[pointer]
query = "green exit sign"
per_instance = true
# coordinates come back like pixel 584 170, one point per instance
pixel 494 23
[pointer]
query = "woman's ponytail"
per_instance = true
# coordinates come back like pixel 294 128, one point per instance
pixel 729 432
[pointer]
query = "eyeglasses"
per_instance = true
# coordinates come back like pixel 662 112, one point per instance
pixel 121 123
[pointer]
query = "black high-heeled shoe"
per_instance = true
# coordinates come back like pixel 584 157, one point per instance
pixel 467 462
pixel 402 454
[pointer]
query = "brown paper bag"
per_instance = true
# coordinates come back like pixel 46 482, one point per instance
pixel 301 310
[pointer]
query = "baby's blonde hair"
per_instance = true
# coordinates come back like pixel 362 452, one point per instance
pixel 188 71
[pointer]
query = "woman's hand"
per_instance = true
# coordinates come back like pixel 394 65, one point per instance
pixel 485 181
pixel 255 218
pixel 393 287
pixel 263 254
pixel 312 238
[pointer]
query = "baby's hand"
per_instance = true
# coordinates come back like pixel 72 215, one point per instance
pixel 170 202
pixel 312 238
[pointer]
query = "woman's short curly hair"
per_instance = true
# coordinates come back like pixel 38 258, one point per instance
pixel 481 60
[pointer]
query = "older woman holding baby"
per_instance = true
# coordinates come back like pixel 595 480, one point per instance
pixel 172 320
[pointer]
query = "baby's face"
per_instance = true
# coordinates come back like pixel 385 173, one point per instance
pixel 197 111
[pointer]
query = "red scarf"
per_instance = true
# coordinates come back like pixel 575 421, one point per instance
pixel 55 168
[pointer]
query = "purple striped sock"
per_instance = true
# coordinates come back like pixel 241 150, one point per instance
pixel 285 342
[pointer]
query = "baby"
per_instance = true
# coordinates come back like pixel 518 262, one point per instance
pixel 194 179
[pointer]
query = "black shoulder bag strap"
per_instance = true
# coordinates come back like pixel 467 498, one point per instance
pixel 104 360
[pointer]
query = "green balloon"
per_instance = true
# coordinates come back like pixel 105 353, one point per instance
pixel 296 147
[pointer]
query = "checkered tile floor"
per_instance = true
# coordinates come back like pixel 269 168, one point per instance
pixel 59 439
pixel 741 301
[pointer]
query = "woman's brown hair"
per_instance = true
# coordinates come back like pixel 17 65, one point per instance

- - - - - - -

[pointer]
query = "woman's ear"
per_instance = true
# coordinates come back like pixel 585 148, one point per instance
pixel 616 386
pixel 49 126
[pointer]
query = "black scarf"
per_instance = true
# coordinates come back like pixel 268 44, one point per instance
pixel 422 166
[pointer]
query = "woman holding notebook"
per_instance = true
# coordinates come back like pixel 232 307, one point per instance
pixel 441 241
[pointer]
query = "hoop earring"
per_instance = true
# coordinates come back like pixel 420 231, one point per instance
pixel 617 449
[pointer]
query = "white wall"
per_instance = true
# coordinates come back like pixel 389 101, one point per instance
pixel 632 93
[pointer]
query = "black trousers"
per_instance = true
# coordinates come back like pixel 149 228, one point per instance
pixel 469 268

- - - - - - -

If a line above contains the word "woman", list it.

query = "woman's ponytail"
query = "woman's hand"
query = "woman's short curly hair"
query = "older woman holding baby"
query = "woman's brown hair"
query = "woman's ear"
query = "woman holding notebook"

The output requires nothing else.